WORK TO COMPLETE: Substitute "place a dot on" for every "put a marker on" in the lines below and keep everything else the same.

LISTED ENTRIES:

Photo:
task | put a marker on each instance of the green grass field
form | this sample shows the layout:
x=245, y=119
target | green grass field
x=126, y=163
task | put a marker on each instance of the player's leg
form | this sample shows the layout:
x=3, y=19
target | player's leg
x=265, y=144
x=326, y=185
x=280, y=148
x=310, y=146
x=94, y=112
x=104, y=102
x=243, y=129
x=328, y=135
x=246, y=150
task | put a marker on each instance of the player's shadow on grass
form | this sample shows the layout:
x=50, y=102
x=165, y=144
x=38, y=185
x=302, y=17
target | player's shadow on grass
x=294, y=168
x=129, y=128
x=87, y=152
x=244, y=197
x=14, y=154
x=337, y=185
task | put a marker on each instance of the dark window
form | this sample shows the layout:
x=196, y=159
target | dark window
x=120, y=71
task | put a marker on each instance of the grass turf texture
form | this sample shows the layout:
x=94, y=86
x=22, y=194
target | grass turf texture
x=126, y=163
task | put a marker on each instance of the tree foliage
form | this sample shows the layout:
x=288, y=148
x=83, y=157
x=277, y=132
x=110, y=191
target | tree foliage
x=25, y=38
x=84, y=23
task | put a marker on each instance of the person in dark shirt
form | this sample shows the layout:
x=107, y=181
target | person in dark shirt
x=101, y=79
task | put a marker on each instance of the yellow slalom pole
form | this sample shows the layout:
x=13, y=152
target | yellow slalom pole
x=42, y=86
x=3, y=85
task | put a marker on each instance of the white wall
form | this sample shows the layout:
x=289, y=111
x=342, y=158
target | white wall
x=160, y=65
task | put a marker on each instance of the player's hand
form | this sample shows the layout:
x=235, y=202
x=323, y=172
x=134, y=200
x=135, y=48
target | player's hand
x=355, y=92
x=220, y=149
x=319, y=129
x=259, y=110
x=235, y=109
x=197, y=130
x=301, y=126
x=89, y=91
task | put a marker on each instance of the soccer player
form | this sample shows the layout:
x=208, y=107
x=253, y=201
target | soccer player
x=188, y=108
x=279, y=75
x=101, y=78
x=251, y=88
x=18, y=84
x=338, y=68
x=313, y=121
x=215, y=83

OUTPUT BELOW:
Photo:
task | place a dot on each instance of the green grass field
form | this sample shows the layout:
x=245, y=119
target | green grass field
x=126, y=163
task | place a dot on each instance of the player's leg
form | this sample shows the layout:
x=3, y=19
target | player's leg
x=265, y=144
x=326, y=185
x=280, y=148
x=310, y=146
x=94, y=112
x=104, y=102
x=243, y=129
x=328, y=135
x=246, y=150
task | place a dot on each instance of the player's shadow on grass
form | this sample shows the layout:
x=50, y=102
x=165, y=144
x=38, y=185
x=302, y=17
target | player's shadow on grass
x=294, y=168
x=129, y=128
x=87, y=152
x=244, y=197
x=14, y=154
x=337, y=185
task | place a dot on each instance of the dark window
form | this sample shows the layout:
x=196, y=159
target | dark window
x=120, y=71
task | place a dot on each instance of the grass turf texture
form | this sample shows the layout:
x=94, y=86
x=22, y=194
target | grass turf texture
x=126, y=163
task | place a dot on each instance of the tree foliage
form | this sample shows the layout:
x=288, y=148
x=83, y=157
x=277, y=132
x=110, y=191
target | tree foliage
x=25, y=38
x=84, y=23
task | place a dot on each instance of the person in dark shirt
form | this sample shows the layout:
x=107, y=181
target | person in dark shirt
x=101, y=79
task | place a dot on each instance of the yellow slalom pole
form | this sample shows the layout:
x=13, y=152
target | yellow slalom pole
x=42, y=86
x=3, y=85
task | place a dot on each instance of the white wall
form | this sample shows the layout:
x=289, y=111
x=342, y=158
target | white wall
x=160, y=65
task | place a dot on each instance of the player's hand
form | this sample shows the layout:
x=235, y=202
x=323, y=172
x=134, y=200
x=135, y=48
target | player's hand
x=355, y=92
x=220, y=149
x=319, y=129
x=259, y=110
x=235, y=109
x=197, y=130
x=301, y=126
x=89, y=91
task | place a dot on each instance of the soccer player
form | this sample shows the layout:
x=208, y=107
x=253, y=201
target | soccer player
x=188, y=108
x=279, y=75
x=101, y=78
x=251, y=88
x=18, y=84
x=338, y=68
x=313, y=121
x=215, y=83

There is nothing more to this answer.